__EXERCISE TASK__
No images are to be carried over; print all other material exactly as it stands.

Stored dataset items
--------------------

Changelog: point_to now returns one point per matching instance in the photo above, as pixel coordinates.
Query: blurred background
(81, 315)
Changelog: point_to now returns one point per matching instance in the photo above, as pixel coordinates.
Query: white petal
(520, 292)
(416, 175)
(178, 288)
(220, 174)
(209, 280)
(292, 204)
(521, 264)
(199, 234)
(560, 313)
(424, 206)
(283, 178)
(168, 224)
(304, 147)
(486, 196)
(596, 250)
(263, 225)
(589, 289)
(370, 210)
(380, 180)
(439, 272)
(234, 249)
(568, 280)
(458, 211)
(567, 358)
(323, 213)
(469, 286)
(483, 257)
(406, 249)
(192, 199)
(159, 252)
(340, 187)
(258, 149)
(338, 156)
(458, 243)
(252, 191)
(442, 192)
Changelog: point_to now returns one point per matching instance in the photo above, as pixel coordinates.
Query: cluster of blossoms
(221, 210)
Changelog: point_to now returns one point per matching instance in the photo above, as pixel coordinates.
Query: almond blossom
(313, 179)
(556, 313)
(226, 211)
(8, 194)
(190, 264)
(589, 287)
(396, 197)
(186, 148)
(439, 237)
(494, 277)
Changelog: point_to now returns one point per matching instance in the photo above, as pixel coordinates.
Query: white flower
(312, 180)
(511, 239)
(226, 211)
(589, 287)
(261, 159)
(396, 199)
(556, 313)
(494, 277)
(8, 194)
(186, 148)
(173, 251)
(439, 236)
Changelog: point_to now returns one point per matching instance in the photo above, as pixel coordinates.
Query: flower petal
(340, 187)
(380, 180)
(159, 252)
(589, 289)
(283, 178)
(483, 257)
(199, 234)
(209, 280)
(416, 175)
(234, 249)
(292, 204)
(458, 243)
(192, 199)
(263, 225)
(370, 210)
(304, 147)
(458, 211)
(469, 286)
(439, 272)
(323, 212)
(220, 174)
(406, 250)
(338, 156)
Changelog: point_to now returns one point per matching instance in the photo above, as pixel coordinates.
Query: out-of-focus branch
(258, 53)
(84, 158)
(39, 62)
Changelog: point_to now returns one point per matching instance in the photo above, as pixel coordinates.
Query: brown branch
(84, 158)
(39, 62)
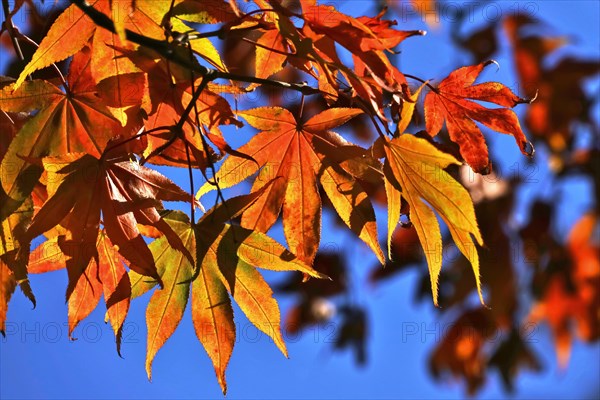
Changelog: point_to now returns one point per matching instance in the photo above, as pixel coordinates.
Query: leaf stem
(422, 81)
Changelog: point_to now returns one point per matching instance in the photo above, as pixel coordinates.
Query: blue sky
(38, 361)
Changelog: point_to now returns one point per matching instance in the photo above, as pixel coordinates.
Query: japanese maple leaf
(170, 92)
(414, 171)
(227, 256)
(453, 103)
(104, 274)
(75, 120)
(461, 354)
(304, 155)
(270, 53)
(73, 28)
(81, 188)
(365, 37)
(14, 251)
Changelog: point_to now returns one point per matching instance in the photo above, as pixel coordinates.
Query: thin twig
(166, 49)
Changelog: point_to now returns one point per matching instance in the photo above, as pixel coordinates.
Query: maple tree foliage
(117, 88)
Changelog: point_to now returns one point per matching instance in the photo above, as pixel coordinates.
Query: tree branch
(165, 49)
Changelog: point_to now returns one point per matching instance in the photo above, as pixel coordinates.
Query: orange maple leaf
(452, 102)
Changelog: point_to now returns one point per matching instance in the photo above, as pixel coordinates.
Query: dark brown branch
(166, 49)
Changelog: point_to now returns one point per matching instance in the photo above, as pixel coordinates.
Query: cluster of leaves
(560, 271)
(114, 86)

--------------------

__WRITTEN ANSWER__
Changelog: point_to now returns one point per matching instance in the photo above, as pixel coordinates.
Query: blurred background
(81, 315)
Changelog: point_to now returns one point per matching instance in the photo above, as pixel coordinates.
Query: white petal
(520, 292)
(416, 175)
(178, 288)
(220, 174)
(209, 280)
(292, 204)
(521, 264)
(199, 234)
(560, 313)
(424, 206)
(283, 178)
(168, 224)
(304, 147)
(486, 196)
(596, 250)
(263, 225)
(589, 289)
(370, 210)
(380, 180)
(439, 272)
(234, 249)
(568, 280)
(458, 211)
(567, 358)
(323, 213)
(469, 286)
(483, 257)
(406, 249)
(192, 199)
(159, 252)
(340, 187)
(258, 149)
(338, 156)
(458, 243)
(252, 191)
(442, 192)
Changelog: point_to now returns one point per matching instance in the photo above, as pixel coordinates.
Query: cluster of blossoms
(221, 210)
Changelog: point_to now returns one point per matching instance in the photo above, as pixel coordinates.
Query: almond blossom
(313, 179)
(556, 313)
(226, 211)
(8, 194)
(190, 264)
(589, 287)
(396, 197)
(186, 148)
(439, 237)
(494, 277)
Changelog: point_to now returns one point per matching instance in the photo above, as pixel coordinates.
Query: white flower
(312, 180)
(511, 239)
(226, 211)
(589, 287)
(261, 159)
(396, 199)
(556, 313)
(494, 277)
(8, 194)
(186, 148)
(173, 251)
(439, 236)
Changelog: point_to now returns one point per matching instance in the photo above, as pixel coordinates.
Query: flower petal
(340, 187)
(380, 180)
(159, 252)
(589, 289)
(283, 178)
(483, 257)
(199, 234)
(209, 280)
(416, 175)
(234, 249)
(292, 204)
(458, 243)
(192, 199)
(263, 225)
(370, 210)
(304, 147)
(458, 211)
(469, 286)
(439, 272)
(323, 212)
(220, 174)
(406, 250)
(338, 156)
Changelog: point_to now returns one point per matching instance in the photo above, as pixel coordinates.
Query: out-of-focus branch
(258, 53)
(84, 158)
(39, 62)
Changelog: point_to now returns one point per matching instance in the photo above, as pixel coordinates.
Query: brown branch
(84, 158)
(39, 62)
Changelog: point_to now returns one point per matching instance in the photo above, as pixel coordinates.
Query: leaf stem
(422, 81)
Changelog: point_to now returns one point per matching instance in the photo above, as pixel coordinates.
Query: blue sky
(38, 361)
Changelog: point_to now returns one point per matching instance in the photo above, as pixel coordinates.
Query: japanese maple leaf
(170, 92)
(414, 171)
(227, 256)
(453, 103)
(104, 274)
(75, 120)
(461, 354)
(304, 155)
(270, 53)
(73, 28)
(81, 188)
(365, 37)
(14, 251)
Changelog: point_to now returns one point per matching instance in the photo above, as pixel coordinates.
Query: thin twig
(166, 49)
Changelog: point_to now returns one point per matching instance in the photo above, as pixel coordinates.
Query: maple tree foliage
(117, 88)
Changelog: point_to now returns one point per matching instance in the photo above, as pixel coordinates.
Query: tree branch
(165, 49)
Changelog: point_to now returns one point per matching instance in the photo above, as pixel coordinates.
Query: orange maple leaf
(452, 102)
Changelog: point_to now returns one point per matching instance in the photo above, as pixel coordinates.
Query: dark brown branch
(166, 49)
Changelog: point_to now returns one point per matching instance in the photo above, as pixel coordinates.
Query: cluster of leaves
(560, 271)
(114, 86)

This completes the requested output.